DIRECTION >> Quote every line of the items below verbatim, with nothing changed.

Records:
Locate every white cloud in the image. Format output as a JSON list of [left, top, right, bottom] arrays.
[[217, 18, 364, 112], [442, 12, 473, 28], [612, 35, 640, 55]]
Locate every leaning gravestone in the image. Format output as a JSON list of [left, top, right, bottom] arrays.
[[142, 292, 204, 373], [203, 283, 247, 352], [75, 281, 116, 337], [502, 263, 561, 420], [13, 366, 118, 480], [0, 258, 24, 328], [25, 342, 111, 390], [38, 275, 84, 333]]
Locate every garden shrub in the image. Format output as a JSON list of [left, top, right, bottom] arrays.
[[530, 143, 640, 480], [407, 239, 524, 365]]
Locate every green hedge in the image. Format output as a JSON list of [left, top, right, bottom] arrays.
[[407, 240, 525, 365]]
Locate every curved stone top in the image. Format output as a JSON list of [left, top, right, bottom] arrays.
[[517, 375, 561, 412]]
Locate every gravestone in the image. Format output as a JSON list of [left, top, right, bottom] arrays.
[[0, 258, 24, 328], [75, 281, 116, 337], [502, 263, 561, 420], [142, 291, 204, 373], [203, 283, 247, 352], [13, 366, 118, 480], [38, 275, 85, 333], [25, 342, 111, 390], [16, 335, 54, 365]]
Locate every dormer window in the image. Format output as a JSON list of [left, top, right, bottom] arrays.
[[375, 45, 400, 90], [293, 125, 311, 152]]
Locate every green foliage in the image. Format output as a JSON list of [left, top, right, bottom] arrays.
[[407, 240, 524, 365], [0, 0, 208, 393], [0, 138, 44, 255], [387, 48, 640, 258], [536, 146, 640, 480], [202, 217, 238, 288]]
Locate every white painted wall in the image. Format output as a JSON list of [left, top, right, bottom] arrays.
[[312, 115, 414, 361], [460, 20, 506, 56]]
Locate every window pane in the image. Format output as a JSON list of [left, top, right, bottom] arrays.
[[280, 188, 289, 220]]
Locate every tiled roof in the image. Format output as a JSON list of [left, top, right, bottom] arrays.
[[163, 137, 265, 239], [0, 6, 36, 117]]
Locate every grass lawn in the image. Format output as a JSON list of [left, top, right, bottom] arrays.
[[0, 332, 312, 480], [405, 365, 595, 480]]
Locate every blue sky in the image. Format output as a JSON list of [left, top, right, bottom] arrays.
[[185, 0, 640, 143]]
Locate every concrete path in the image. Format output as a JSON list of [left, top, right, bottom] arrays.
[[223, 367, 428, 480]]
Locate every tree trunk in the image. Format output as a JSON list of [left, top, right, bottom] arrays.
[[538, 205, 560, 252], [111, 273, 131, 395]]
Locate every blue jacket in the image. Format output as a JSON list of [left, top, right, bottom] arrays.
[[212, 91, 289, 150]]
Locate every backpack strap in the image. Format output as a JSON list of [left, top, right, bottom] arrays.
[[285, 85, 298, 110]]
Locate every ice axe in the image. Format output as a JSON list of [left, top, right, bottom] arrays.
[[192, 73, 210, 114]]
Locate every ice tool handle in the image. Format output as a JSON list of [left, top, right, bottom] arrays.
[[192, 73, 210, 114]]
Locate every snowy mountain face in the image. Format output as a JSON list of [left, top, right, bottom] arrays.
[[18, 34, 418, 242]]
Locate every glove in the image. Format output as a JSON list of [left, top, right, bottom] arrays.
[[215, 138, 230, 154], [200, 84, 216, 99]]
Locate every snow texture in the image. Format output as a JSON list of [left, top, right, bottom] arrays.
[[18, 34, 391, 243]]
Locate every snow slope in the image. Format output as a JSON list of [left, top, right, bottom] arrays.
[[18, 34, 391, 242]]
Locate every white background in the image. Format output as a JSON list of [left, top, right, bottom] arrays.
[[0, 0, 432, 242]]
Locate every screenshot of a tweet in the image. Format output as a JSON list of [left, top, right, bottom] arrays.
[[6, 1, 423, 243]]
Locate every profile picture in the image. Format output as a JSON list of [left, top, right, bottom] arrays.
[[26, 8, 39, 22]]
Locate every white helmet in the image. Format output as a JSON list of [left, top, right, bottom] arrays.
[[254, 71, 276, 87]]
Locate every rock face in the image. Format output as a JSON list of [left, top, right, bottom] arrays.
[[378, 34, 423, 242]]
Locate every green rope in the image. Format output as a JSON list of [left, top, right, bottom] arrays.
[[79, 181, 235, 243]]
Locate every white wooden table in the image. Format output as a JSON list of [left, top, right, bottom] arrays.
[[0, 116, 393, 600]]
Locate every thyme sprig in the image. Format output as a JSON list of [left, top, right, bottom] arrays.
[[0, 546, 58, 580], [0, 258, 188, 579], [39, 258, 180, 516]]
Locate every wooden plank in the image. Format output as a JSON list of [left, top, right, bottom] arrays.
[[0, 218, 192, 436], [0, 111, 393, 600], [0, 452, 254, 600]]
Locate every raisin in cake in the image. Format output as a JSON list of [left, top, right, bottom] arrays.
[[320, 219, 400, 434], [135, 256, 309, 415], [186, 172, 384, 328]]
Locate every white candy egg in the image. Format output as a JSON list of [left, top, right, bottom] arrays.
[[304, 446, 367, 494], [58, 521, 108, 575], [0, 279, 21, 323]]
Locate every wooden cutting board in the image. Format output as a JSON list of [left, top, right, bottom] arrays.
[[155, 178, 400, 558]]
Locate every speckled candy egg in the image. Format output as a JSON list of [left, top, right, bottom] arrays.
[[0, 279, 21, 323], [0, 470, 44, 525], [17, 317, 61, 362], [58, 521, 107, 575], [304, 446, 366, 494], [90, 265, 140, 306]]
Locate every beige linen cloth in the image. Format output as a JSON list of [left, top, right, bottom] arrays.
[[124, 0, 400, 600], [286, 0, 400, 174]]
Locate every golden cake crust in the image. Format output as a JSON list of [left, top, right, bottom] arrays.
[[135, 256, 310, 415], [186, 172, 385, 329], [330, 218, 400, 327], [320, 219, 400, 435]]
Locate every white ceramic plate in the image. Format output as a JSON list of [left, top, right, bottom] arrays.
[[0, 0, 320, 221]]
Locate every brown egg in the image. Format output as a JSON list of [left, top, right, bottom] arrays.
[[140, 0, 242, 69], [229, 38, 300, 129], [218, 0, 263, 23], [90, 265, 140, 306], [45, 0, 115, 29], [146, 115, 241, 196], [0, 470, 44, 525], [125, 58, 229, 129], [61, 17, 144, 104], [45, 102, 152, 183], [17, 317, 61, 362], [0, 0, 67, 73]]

SOLUTION >>
Locate every white cloud in the image. Format output as a JSON list of [left, top, right, bottom] arrays.
[[217, 18, 364, 112], [442, 12, 473, 28], [612, 35, 640, 55]]
Locate every leaning gravestone in the image. Format output as a JSON list of [left, top, right, bottom] arrays.
[[142, 292, 204, 373], [203, 283, 247, 352], [75, 281, 116, 337], [502, 263, 561, 420], [13, 366, 118, 480], [0, 258, 24, 328], [25, 342, 111, 390], [38, 275, 84, 333]]
Locate every garden shrub in the image. Format output as a JSON list of [left, top, right, bottom] arrays.
[[530, 143, 640, 480], [407, 239, 524, 365]]
Locate every green hedge in the image. Format output as a JSON list of [left, top, right, bottom] arrays.
[[407, 240, 525, 365]]
Locate every curved stone top in the image. Format output as a JSON list of [left, top, right, bottom] arrays.
[[517, 375, 561, 412]]
Locate every gravestone in the image. Format output as a JSON list of [left, top, right, bottom] arrays.
[[0, 258, 24, 328], [75, 281, 116, 337], [502, 263, 561, 420], [142, 291, 204, 373], [203, 283, 247, 352], [13, 366, 118, 480], [38, 275, 85, 333], [25, 342, 111, 390], [16, 335, 54, 365]]
Locate every dormer window in the image. Format output as a JSON list of [left, top, right, bottom] arrays.
[[375, 45, 400, 90], [293, 125, 311, 152]]
Locate every green foliage in the image. Format output as a JSON list of [left, top, right, bottom] arrays.
[[407, 240, 524, 365], [0, 0, 208, 393], [0, 138, 44, 255], [387, 48, 640, 258], [536, 146, 640, 480], [202, 217, 238, 288]]
Locate every white painted wall in the image. Format output as a JSON list of [left, top, right, bottom] arrays.
[[312, 115, 414, 361], [460, 20, 506, 56]]
Locate every window pane in the image. Format output as a JSON list of [left, top, right, bottom] arrays.
[[280, 188, 289, 220]]
Locate every tiled roof in the image. Format output as a JSON list of [left, top, right, bottom] arrays.
[[163, 137, 265, 239], [0, 6, 36, 117]]
Locate every grass lawn in the image. Format output as a JSON list of [left, top, right, bottom] arrays.
[[0, 332, 312, 480], [405, 365, 595, 480]]
Locate every blue sky in the image. Format output as a JSON list of [left, top, right, bottom] arrays.
[[185, 0, 640, 143]]
Locate every concrete path in the image. Format output as a JSON list of [left, top, right, bottom] arrays.
[[223, 367, 428, 480]]
Locate every tree trunk in the image. Format output as a JSON list of [left, top, right, bottom] arrays.
[[538, 205, 560, 252], [111, 273, 131, 395]]
Locate every blue jacket in the image. Format output as a JSON list of [left, top, right, bottom] arrays.
[[212, 91, 289, 150]]
Locate every backpack strap in the image. Format output as a JSON list of [left, top, right, bottom] arrays.
[[285, 85, 298, 110]]
Locate every ice axe in the image. Format output as a JSON list of [left, top, right, bottom] arrays.
[[192, 73, 210, 114]]
Locate every ice tool handle in the image. Format output as a JSON list of [left, top, right, bottom] arrays.
[[192, 73, 210, 114]]
Locate every snowy mountain face in the image. Format output as a JSON list of [left, top, right, bottom] arrays.
[[18, 34, 418, 242]]
Locate every glove in the image. Format output as a JSON list of [left, top, right, bottom] arrays.
[[215, 138, 230, 154], [200, 84, 216, 99]]
Locate every snow texture in the image. Format output as a JSON list of [left, top, right, bottom] arrays.
[[18, 34, 391, 243]]
Locate every snow slope in the image. Format output as a JSON list of [left, top, right, bottom] arrays.
[[18, 34, 391, 242]]
Locate every white background in the image. Format output as a JSON list of [left, top, right, bottom] arrays.
[[0, 0, 432, 242]]
Locate every screenshot of a tweet in the image. Format output as a JSON list of [left, top, right, bottom] arrays.
[[6, 1, 423, 243]]
Locate every profile picture in the image. Format output as a JSON list of [left, top, right, bottom] arrays.
[[26, 8, 39, 22]]
Locate every white helmet in the image. Format output as a JSON list of [left, top, right, bottom] arrays.
[[254, 71, 276, 87]]
Locate every rock face in the image. Format output as a JSON list of [left, top, right, bottom] arrays.
[[378, 34, 423, 242]]
Locate every green rope in the image. Format output as a JSON list of [left, top, right, bottom] arrays.
[[79, 181, 235, 243]]
Locate every white wooden table in the image. Format output as a JSON list of [left, top, right, bottom] arrays.
[[0, 116, 393, 600]]
Locate every thyme sprig in the image. Format output as a JSON list of [left, top, right, bottom] arrays.
[[0, 546, 58, 580], [0, 258, 188, 579], [39, 258, 180, 516]]
Locate every wooden plank in the image. Format output as a JSON list of [left, top, right, bottom] arrays.
[[0, 218, 192, 436], [0, 111, 393, 600], [0, 452, 254, 600]]
Locate every raisin in cake in the image. Format output as a JSON list of [left, top, right, bottom] arrays.
[[320, 219, 400, 434], [135, 256, 309, 415], [186, 172, 384, 328]]
Locate every white candy egg in the image. Format output as a JSON list of [left, top, right, bottom] arrays.
[[304, 446, 367, 494], [58, 521, 108, 575], [0, 279, 21, 323]]
Locate every wooden cutting board in the image. Format output as a JSON list of [left, top, right, bottom] arrays.
[[155, 178, 400, 558]]
Locate every speckled candy egg in the image. Format output as a JSON list of [left, top, right, bottom] arrays.
[[0, 279, 21, 323], [0, 470, 44, 525], [17, 317, 61, 362], [58, 521, 107, 575], [304, 446, 366, 494], [90, 265, 140, 306]]
Locate every beige linen cloth in the image. Format output as a JSON list of [left, top, right, bottom] arrays.
[[124, 0, 400, 600], [286, 0, 400, 174]]
Locate every golden cake crust in the image. Format output as a JSON list of [left, top, right, bottom] arrays.
[[135, 256, 310, 415], [186, 172, 385, 329], [330, 218, 400, 327], [320, 219, 400, 435]]
Locate every white ceramic plate in the image. Format output as a JSON list of [left, top, right, bottom] arrays.
[[0, 0, 320, 221]]
Locate every brown egg in the image. Format output as a JSON list of [left, top, right, bottom] arrays.
[[140, 0, 242, 69], [229, 38, 300, 129], [218, 0, 263, 23], [90, 265, 140, 306], [45, 0, 115, 29], [146, 115, 241, 196], [0, 470, 44, 525], [125, 58, 229, 129], [61, 17, 144, 104], [45, 102, 152, 183], [17, 317, 61, 362], [0, 0, 67, 73]]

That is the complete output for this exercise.